DATA ->
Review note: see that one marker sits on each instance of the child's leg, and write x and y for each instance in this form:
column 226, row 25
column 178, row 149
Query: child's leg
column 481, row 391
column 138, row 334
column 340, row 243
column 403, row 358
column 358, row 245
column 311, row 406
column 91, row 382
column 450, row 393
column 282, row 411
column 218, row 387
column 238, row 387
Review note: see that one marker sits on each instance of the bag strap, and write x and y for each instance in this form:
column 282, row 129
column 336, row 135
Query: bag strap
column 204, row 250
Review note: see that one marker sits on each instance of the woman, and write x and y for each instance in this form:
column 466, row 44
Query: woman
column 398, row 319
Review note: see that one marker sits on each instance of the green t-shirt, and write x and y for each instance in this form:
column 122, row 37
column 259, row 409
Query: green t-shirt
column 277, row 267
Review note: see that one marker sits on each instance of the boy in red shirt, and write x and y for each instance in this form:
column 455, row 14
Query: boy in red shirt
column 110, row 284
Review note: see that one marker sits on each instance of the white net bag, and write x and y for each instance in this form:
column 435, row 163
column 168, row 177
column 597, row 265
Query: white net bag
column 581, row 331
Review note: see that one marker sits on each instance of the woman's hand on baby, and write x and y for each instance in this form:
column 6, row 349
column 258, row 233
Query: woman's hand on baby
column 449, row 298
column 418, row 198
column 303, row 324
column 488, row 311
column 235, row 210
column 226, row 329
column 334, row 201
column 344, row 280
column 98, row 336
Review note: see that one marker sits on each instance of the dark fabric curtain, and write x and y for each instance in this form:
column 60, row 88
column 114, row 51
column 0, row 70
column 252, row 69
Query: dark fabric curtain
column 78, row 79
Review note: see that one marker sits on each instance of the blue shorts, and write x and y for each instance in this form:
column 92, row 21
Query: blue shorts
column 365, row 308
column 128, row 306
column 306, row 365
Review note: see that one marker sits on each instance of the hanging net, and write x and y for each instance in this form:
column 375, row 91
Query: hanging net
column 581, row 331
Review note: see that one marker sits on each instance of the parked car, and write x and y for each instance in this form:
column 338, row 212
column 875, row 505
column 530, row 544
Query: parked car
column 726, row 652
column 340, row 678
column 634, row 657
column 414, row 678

WORK INSTRUCTIONS -> Your response needs to restate the lines above exactly.

ANSWER SECTION ->
Review note: see that one marker sits on each instance of the child's leg, and write x and y for each instance in this form:
column 226, row 25
column 178, row 149
Query: child's leg
column 481, row 391
column 138, row 334
column 340, row 243
column 403, row 358
column 358, row 245
column 311, row 406
column 91, row 382
column 450, row 393
column 282, row 411
column 218, row 387
column 238, row 387
Review note: see that one marker sits on each instance of the bag strap, and write x and y for each instance in this form:
column 282, row 129
column 336, row 135
Query: bag strap
column 204, row 250
Review note: see that one marker sits on each instance of the woman, and write x and y for each instance in this form:
column 466, row 44
Query: woman
column 398, row 319
Review note: see that one marker sits on each instance of the green t-shirt, and write x and y for each instance in this form:
column 122, row 37
column 259, row 409
Query: green t-shirt
column 277, row 267
Review note: see that one marker sits on each instance of the boy in red shirt, and write x and y for each instance in this form:
column 455, row 14
Query: boy in red shirt
column 110, row 284
Review note: see that one marker sits on each instance of the white net bag, and write x and y for each instance in this form:
column 435, row 163
column 168, row 177
column 597, row 265
Query: white net bag
column 581, row 331
Review note: see that one marker sits on each instance of the woman's hand on baby, and write x and y for each instance in this form:
column 6, row 349
column 258, row 233
Query: woman's hand on baby
column 449, row 298
column 418, row 198
column 303, row 324
column 488, row 311
column 235, row 210
column 226, row 329
column 334, row 201
column 344, row 280
column 98, row 336
Review note: see that one marker sits on each instance of the dark fabric curtain, and write x and y for each instance in this form:
column 60, row 88
column 114, row 51
column 0, row 70
column 252, row 69
Query: dark fabric curtain
column 78, row 79
Review note: see that one marker sits on each instance of the blue shorts, and write x and y for each instance in this form:
column 92, row 21
Query: blue shorts
column 365, row 308
column 128, row 306
column 306, row 365
Review note: see that one marker sits on each instance of the hanging net, and write x and y for each instance in this form:
column 375, row 91
Query: hanging net
column 581, row 331
Review note: see that one marker sits on each instance of the parked car, and write x and y for each instance in this form:
column 338, row 212
column 875, row 505
column 530, row 544
Query: parked car
column 726, row 652
column 340, row 678
column 634, row 657
column 414, row 678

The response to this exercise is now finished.